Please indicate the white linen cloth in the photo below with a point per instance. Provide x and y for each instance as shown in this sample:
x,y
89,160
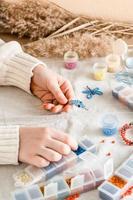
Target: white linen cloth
x,y
20,108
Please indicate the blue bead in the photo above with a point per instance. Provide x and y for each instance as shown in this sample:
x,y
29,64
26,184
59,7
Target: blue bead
x,y
79,151
109,131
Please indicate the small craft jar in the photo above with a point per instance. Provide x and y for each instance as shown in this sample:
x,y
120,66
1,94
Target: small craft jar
x,y
99,71
109,124
113,63
71,59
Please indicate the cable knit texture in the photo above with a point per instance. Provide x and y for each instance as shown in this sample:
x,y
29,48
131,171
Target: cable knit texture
x,y
9,144
16,66
16,70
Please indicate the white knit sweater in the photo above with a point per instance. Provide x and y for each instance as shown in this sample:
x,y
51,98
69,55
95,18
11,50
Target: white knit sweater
x,y
15,70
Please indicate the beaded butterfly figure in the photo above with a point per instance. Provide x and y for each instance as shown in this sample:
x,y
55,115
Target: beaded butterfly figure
x,y
90,92
77,103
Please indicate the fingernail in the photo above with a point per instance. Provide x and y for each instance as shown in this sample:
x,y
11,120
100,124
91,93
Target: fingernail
x,y
67,149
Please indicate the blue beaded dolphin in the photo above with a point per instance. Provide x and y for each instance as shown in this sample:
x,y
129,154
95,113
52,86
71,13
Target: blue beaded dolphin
x,y
90,92
77,103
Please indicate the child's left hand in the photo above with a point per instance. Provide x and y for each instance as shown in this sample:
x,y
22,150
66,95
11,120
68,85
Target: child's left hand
x,y
53,90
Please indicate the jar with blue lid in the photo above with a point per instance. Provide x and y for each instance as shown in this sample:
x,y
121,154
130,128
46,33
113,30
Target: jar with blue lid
x,y
109,124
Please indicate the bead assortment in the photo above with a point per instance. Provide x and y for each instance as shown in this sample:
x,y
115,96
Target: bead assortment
x,y
109,124
79,181
129,192
116,185
31,174
117,181
123,130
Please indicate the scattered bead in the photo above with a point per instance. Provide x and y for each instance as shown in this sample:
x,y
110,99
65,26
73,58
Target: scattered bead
x,y
73,197
24,177
123,131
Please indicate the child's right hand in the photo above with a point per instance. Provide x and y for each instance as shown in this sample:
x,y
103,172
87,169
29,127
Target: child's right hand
x,y
40,146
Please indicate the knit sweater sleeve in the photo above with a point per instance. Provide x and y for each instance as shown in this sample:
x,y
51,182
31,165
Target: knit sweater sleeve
x,y
16,70
9,144
16,66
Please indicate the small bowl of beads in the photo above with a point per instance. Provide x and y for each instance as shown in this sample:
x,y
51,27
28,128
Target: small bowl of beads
x,y
71,59
109,124
99,71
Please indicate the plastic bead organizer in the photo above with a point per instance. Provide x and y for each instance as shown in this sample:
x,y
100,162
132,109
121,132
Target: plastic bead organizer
x,y
87,174
31,174
115,187
124,94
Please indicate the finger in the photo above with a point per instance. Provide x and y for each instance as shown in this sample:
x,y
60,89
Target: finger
x,y
38,161
57,109
48,106
67,89
67,108
48,97
65,138
49,154
58,146
57,92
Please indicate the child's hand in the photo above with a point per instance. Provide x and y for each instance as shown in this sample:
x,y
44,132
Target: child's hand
x,y
54,90
40,146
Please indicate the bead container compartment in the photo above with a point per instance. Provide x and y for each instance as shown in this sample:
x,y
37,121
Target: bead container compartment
x,y
31,174
118,184
124,94
86,178
109,124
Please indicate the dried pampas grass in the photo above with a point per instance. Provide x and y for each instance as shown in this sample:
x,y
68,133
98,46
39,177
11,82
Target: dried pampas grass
x,y
32,18
57,30
84,44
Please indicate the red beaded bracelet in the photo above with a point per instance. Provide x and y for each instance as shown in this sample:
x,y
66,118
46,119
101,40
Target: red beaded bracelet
x,y
123,131
129,192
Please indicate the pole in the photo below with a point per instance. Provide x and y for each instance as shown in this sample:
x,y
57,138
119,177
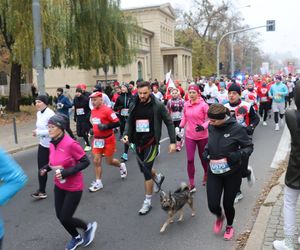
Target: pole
x,y
38,48
226,34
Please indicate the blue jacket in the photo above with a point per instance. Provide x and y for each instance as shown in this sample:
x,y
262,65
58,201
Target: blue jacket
x,y
66,104
12,179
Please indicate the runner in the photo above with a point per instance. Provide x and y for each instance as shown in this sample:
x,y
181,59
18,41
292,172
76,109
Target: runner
x,y
82,117
68,159
12,179
104,144
246,116
292,180
43,115
195,120
143,127
122,105
277,93
228,142
175,107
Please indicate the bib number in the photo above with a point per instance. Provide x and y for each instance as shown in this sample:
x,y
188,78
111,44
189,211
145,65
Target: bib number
x,y
99,143
80,111
142,126
124,112
219,166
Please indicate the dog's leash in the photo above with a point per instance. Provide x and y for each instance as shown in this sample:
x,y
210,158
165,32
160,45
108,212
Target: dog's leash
x,y
132,147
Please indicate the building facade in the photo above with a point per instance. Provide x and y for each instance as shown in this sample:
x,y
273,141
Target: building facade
x,y
156,55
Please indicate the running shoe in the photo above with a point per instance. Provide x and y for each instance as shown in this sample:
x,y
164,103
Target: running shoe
x,y
192,188
95,186
39,195
146,208
283,245
251,177
218,224
229,231
87,148
123,170
159,179
124,157
74,243
239,196
89,234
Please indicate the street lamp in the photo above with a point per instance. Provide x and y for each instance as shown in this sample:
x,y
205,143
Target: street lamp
x,y
232,44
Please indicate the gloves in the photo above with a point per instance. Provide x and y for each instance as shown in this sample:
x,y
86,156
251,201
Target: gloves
x,y
250,130
234,157
102,126
199,128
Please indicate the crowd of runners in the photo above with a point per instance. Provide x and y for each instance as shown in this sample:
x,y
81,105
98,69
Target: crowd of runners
x,y
215,116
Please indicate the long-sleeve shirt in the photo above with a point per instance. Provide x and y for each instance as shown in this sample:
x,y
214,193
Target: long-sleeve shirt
x,y
12,179
42,126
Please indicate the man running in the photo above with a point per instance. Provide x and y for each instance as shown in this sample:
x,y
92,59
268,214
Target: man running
x,y
143,127
104,120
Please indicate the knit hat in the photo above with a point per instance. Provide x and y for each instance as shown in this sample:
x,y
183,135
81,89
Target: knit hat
x,y
43,98
235,87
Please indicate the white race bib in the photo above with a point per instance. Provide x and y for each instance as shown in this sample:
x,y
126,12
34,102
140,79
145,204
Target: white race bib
x,y
99,143
142,126
219,166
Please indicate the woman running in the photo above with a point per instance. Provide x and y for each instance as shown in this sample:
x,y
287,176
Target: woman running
x,y
228,142
68,159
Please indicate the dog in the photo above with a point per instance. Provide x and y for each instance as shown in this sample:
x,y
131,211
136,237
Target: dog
x,y
174,202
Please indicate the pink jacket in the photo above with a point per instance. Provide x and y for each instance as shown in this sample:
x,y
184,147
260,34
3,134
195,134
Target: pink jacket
x,y
193,114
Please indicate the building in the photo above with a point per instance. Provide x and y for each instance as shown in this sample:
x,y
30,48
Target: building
x,y
156,55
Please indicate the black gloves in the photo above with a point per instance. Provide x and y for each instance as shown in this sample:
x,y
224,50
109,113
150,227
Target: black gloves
x,y
102,126
199,128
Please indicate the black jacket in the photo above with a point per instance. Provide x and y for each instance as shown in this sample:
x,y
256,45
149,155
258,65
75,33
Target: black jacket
x,y
227,140
292,177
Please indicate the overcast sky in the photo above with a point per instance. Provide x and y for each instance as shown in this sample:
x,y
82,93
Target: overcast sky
x,y
286,38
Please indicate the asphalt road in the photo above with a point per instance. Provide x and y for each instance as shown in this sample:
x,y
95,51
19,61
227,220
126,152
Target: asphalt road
x,y
32,224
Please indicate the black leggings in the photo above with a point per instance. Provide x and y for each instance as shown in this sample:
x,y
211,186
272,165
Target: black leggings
x,y
216,184
43,159
263,110
66,203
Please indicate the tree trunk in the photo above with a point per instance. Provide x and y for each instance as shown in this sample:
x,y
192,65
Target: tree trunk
x,y
14,88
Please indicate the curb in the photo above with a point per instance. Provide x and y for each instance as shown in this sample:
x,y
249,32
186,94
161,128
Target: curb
x,y
18,149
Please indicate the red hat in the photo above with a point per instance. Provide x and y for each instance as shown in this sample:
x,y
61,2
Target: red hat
x,y
96,94
194,87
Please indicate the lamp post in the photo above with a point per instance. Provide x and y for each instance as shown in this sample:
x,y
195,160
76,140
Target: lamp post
x,y
232,45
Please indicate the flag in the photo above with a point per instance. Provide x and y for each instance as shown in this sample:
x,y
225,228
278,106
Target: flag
x,y
169,81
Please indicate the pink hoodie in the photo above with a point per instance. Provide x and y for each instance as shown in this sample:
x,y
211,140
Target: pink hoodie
x,y
193,114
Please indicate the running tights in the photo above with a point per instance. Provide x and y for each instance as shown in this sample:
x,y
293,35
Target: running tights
x,y
216,185
66,203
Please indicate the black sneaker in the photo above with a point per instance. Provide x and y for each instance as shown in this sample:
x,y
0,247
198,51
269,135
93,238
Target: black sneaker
x,y
39,195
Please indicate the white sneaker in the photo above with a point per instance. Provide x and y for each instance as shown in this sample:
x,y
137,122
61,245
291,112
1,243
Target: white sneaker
x,y
123,170
239,196
146,208
251,177
280,245
160,179
95,186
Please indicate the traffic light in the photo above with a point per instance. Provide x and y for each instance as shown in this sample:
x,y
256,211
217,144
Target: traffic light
x,y
270,25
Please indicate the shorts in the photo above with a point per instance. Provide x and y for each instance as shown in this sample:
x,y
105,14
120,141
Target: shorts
x,y
278,107
109,147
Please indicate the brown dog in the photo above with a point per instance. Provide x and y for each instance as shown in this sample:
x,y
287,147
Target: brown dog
x,y
174,202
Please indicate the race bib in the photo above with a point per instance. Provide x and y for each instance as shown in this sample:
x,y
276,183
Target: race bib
x,y
99,143
124,112
142,126
80,111
96,121
219,166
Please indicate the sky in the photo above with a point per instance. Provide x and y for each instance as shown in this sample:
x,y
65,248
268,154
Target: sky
x,y
284,40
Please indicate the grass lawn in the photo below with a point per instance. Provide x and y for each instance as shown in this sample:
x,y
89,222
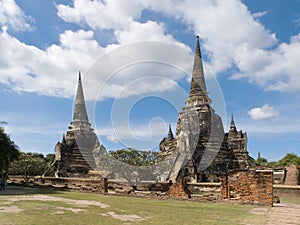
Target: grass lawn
x,y
20,205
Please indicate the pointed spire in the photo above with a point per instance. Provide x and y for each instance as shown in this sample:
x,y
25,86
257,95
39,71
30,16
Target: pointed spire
x,y
198,87
80,114
63,141
170,133
232,125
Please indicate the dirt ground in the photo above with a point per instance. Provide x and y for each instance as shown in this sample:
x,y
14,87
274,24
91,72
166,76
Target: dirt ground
x,y
280,214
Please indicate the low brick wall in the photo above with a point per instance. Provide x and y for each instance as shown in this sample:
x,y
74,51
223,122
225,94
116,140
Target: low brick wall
x,y
249,186
80,184
204,188
285,190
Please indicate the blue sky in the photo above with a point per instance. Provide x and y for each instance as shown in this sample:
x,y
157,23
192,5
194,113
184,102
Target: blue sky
x,y
136,58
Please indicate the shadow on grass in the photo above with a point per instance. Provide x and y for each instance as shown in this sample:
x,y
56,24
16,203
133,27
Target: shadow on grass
x,y
14,189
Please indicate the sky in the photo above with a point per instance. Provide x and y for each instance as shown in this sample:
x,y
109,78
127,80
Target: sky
x,y
136,59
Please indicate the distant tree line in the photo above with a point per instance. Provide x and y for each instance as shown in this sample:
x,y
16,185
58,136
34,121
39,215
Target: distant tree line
x,y
289,159
130,163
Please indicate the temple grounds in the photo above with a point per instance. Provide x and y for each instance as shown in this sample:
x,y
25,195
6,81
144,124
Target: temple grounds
x,y
24,205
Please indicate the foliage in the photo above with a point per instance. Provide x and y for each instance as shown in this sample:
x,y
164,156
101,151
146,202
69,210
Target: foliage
x,y
290,158
135,157
261,161
151,211
30,164
9,151
133,165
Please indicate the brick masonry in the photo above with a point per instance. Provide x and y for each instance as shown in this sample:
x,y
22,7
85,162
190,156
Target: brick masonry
x,y
251,186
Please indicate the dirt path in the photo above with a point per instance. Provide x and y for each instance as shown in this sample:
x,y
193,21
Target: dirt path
x,y
284,214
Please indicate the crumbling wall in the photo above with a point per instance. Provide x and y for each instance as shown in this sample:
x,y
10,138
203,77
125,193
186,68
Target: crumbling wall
x,y
249,186
292,175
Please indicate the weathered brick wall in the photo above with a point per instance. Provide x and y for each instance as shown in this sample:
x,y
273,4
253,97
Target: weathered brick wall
x,y
251,186
292,175
177,191
81,184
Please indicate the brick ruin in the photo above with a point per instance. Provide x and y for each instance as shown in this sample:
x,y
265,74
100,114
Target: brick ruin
x,y
249,186
79,149
203,151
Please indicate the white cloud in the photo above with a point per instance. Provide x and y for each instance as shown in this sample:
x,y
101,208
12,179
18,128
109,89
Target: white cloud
x,y
263,113
12,16
231,37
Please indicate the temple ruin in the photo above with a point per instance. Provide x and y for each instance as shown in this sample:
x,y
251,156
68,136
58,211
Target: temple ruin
x,y
202,151
79,149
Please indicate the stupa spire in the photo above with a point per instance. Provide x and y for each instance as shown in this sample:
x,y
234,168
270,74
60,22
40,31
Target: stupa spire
x,y
80,114
170,133
232,125
198,87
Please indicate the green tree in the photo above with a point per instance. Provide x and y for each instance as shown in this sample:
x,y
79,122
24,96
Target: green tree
x,y
133,165
9,151
290,158
28,165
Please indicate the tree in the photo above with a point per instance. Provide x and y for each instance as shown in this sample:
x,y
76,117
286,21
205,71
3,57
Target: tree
x,y
28,165
134,165
290,158
9,151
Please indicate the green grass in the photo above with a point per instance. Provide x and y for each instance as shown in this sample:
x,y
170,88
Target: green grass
x,y
152,211
289,199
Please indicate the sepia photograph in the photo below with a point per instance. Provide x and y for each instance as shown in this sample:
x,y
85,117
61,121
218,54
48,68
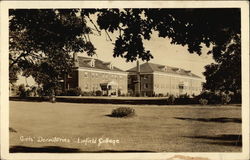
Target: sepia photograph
x,y
110,79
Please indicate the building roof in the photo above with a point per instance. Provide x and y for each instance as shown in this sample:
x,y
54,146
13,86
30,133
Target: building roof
x,y
98,64
151,67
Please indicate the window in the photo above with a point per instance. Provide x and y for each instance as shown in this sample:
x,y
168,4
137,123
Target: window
x,y
70,75
86,86
86,74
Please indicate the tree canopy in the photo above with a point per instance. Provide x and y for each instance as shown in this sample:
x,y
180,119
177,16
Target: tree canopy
x,y
41,40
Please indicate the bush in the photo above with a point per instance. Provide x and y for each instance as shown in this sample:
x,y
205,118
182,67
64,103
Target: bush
x,y
225,98
98,93
203,101
215,97
74,92
123,112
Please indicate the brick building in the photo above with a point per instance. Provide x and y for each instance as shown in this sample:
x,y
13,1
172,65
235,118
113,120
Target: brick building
x,y
93,75
150,79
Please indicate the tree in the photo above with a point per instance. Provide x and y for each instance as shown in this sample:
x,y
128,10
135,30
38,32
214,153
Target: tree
x,y
54,33
41,41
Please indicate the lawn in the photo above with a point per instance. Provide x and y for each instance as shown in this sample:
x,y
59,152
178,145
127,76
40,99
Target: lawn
x,y
72,127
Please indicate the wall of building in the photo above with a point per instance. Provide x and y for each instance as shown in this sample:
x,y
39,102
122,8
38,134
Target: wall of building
x,y
72,80
176,85
89,80
146,84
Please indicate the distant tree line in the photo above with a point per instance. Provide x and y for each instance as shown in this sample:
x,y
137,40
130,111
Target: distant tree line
x,y
42,40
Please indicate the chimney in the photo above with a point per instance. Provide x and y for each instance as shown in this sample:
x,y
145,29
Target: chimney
x,y
138,66
75,59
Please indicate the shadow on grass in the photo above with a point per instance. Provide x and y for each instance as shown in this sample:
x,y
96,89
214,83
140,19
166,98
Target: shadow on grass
x,y
12,130
57,149
225,139
220,120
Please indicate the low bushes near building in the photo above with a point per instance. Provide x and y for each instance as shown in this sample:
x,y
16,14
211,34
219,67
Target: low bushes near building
x,y
123,112
216,97
171,99
23,91
98,93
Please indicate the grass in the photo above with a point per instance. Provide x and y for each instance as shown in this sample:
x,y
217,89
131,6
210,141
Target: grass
x,y
153,129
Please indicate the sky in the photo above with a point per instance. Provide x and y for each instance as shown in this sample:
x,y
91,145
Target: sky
x,y
163,51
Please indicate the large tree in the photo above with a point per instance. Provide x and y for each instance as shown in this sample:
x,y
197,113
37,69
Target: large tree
x,y
53,34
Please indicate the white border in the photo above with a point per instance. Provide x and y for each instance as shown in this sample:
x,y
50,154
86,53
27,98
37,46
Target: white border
x,y
5,5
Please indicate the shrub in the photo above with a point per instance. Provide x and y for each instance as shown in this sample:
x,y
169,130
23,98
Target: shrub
x,y
216,97
23,92
225,98
171,99
203,101
123,112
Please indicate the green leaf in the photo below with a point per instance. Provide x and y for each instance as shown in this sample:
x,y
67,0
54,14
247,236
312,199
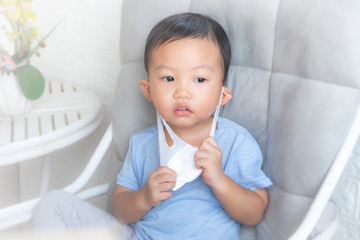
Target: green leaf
x,y
31,81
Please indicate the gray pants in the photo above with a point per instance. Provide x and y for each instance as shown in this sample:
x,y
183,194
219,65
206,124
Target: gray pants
x,y
60,210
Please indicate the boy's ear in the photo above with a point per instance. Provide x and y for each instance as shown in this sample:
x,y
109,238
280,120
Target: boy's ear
x,y
226,96
145,87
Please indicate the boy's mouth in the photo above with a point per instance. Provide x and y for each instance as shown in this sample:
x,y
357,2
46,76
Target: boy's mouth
x,y
182,111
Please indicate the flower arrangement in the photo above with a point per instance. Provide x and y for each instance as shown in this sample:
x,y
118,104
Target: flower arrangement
x,y
24,36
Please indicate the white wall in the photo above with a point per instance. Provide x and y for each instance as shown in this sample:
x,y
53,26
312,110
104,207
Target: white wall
x,y
84,49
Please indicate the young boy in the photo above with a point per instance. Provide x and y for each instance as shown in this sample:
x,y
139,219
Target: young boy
x,y
187,57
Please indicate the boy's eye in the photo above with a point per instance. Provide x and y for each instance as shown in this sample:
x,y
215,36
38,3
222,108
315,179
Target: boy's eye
x,y
199,80
168,79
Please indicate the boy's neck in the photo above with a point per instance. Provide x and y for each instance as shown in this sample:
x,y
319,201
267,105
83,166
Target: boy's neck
x,y
191,135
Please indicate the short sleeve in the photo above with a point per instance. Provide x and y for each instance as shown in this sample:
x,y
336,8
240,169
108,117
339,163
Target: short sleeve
x,y
245,164
127,176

★ ★ ★

_Exercise details_. Pull out all lines from the entries above that include the word "below".

_Task output_.
Please indicate the white linen cloth in the photo below with a point per instance. Provide x and y for each instance as shown in this sample:
Please indicate the pole in the photo below with a point per instance. Provide x and y for each instance as shown in this sample:
Please indicate the grass lawn in the photo below with a point per instance. Provide x and y for each instance as shown in this sample:
Please indicate the sepia photograph in the photo below with a point per instance. Provide x and y for each instance as shown in this sample:
Please indicate the green leaf in the photo below with a point per instance. Provide x and y for each instance as shown in this sample:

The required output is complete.